Segmentation dataset excerpts:
-------
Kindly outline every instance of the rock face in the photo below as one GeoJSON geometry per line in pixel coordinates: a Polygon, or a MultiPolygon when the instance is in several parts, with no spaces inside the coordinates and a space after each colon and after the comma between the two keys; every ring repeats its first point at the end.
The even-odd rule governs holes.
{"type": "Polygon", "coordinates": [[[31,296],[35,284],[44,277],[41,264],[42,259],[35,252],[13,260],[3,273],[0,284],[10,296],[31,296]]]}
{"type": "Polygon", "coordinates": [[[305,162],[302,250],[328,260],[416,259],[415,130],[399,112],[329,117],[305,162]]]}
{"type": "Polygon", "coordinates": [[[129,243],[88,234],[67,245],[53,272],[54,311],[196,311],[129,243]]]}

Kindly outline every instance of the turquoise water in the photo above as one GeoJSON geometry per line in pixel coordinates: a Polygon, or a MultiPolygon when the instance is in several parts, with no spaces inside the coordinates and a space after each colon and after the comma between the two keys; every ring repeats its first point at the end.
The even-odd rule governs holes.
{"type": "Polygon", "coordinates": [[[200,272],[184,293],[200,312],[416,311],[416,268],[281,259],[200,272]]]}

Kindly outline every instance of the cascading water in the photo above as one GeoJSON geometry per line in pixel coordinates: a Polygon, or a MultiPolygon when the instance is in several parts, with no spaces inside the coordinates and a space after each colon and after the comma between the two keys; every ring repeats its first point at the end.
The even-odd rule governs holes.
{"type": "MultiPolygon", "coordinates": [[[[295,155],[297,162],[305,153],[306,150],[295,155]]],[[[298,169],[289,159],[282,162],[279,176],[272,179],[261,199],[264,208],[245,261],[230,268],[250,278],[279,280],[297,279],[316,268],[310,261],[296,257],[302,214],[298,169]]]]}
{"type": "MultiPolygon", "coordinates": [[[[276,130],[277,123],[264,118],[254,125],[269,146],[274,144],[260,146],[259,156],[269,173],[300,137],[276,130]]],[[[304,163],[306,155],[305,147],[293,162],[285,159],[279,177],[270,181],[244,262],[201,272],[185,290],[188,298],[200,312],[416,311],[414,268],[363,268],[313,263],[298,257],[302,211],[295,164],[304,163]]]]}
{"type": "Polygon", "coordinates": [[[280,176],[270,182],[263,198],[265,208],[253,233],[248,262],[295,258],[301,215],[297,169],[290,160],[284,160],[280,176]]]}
-------
Rewrite everything above, from the line containing "Kindly outline every instance of the cascading" down to the final line of the items, as a Markdown table with the columns Row and Text. Number each line in Row and skip any blank lines.

# REPLY
| Row | Text |
|---|---|
| 1 | Kindly outline every instance of the cascading water in the photo above as one GeoJSON geometry per line in pixel coordinates: a Polygon, or a MultiPolygon when the instance is in several parts, with no spaces inside the coordinates and a space after each colon and after the comma between the two keys; every ring repeats its first point at the end. |
| 2 | The even-odd rule governs holes. |
| 3 | {"type": "MultiPolygon", "coordinates": [[[[295,155],[297,162],[305,153],[306,150],[295,155]]],[[[298,169],[289,159],[282,162],[279,176],[272,179],[261,199],[264,208],[245,261],[230,268],[250,278],[279,280],[297,279],[316,268],[310,261],[296,257],[302,214],[298,169]]]]} |
| 4 | {"type": "MultiPolygon", "coordinates": [[[[276,130],[277,123],[264,118],[254,125],[269,146],[274,144],[260,146],[259,156],[269,173],[300,137],[276,130]]],[[[304,163],[306,155],[305,147],[293,162],[285,159],[279,177],[270,181],[244,262],[201,272],[185,290],[188,298],[200,312],[416,311],[414,268],[363,268],[313,263],[298,257],[302,211],[295,164],[304,163]]]]} |
| 5 | {"type": "Polygon", "coordinates": [[[280,176],[270,182],[263,198],[265,208],[253,233],[248,262],[295,258],[301,215],[297,169],[290,160],[284,160],[280,176]]]} |